» Direction: Repeat every record below exactly, leaving out the pictures.

» Records provided:

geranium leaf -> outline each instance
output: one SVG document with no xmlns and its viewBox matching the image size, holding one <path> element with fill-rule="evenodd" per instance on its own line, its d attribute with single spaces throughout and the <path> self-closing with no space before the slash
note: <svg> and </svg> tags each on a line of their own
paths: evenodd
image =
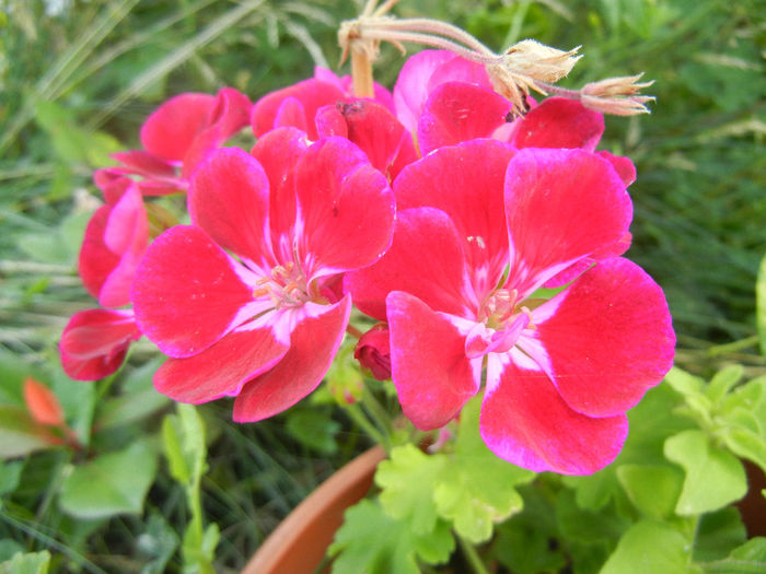
<svg viewBox="0 0 766 574">
<path fill-rule="evenodd" d="M 600 574 L 692 574 L 690 544 L 677 530 L 663 523 L 641 520 L 619 539 Z"/>
<path fill-rule="evenodd" d="M 437 522 L 433 489 L 446 462 L 444 455 L 429 456 L 411 444 L 394 448 L 391 458 L 381 462 L 375 472 L 386 514 L 408 520 L 413 532 L 432 531 Z"/>
<path fill-rule="evenodd" d="M 154 480 L 156 453 L 140 441 L 76 467 L 61 487 L 61 509 L 77 518 L 93 519 L 140 513 Z"/>
<path fill-rule="evenodd" d="M 665 456 L 686 471 L 675 512 L 682 516 L 716 511 L 747 492 L 738 458 L 708 442 L 701 431 L 684 431 L 665 441 Z"/>
<path fill-rule="evenodd" d="M 408 523 L 388 516 L 375 502 L 363 500 L 346 512 L 328 554 L 333 574 L 418 574 L 416 557 L 445 562 L 454 548 L 449 526 L 438 523 L 429 535 L 417 536 Z"/>
<path fill-rule="evenodd" d="M 455 450 L 433 491 L 437 513 L 473 543 L 488 540 L 494 523 L 522 508 L 515 487 L 535 477 L 487 448 L 478 432 L 480 407 L 475 397 L 463 408 Z"/>
<path fill-rule="evenodd" d="M 30 552 L 14 554 L 11 560 L 0 564 L 0 572 L 11 574 L 46 574 L 50 565 L 50 552 Z M 5 570 L 8 569 L 8 570 Z"/>
<path fill-rule="evenodd" d="M 617 468 L 617 479 L 639 511 L 659 519 L 673 513 L 684 476 L 670 466 L 623 465 Z"/>
<path fill-rule="evenodd" d="M 755 324 L 761 339 L 761 354 L 766 356 L 766 255 L 761 259 L 755 281 Z"/>
</svg>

» The completed task:
geranium leaf -> outline each instance
output: one SVG document with no xmlns and its viewBox matching the image size, holding one <path> element with fill-rule="evenodd" per instance on its own line, its d attribute with single spaces throughout and the <path> self-closing with no space before the slash
note: <svg> and </svg> tags each on a line of their own
paths: evenodd
image =
<svg viewBox="0 0 766 574">
<path fill-rule="evenodd" d="M 600 574 L 692 574 L 690 544 L 677 530 L 663 523 L 641 520 L 619 539 Z"/>
<path fill-rule="evenodd" d="M 437 522 L 433 489 L 446 462 L 444 455 L 429 456 L 411 444 L 394 448 L 391 458 L 381 462 L 375 472 L 386 514 L 408 520 L 413 532 L 432 531 Z"/>
<path fill-rule="evenodd" d="M 154 480 L 156 453 L 140 441 L 76 467 L 61 487 L 61 509 L 77 518 L 93 519 L 140 513 Z"/>
<path fill-rule="evenodd" d="M 665 456 L 686 471 L 675 512 L 682 516 L 716 511 L 747 492 L 738 458 L 708 442 L 701 431 L 684 431 L 665 441 Z"/>
<path fill-rule="evenodd" d="M 408 523 L 388 516 L 375 502 L 363 500 L 346 512 L 328 554 L 333 574 L 418 574 L 416 557 L 445 562 L 454 548 L 449 526 L 438 523 L 429 535 L 417 536 Z"/>
<path fill-rule="evenodd" d="M 455 450 L 433 491 L 437 513 L 473 543 L 488 540 L 494 523 L 522 508 L 515 487 L 535 477 L 487 448 L 478 432 L 480 407 L 475 397 L 463 408 Z"/>
<path fill-rule="evenodd" d="M 30 552 L 14 554 L 11 560 L 0 564 L 0 572 L 11 574 L 46 574 L 50 565 L 50 552 Z M 5 570 L 8 569 L 8 570 Z"/>
<path fill-rule="evenodd" d="M 617 468 L 617 479 L 639 511 L 659 519 L 673 513 L 684 476 L 670 466 L 623 465 Z"/>
<path fill-rule="evenodd" d="M 755 324 L 761 339 L 761 354 L 766 356 L 766 255 L 761 259 L 755 281 Z"/>
</svg>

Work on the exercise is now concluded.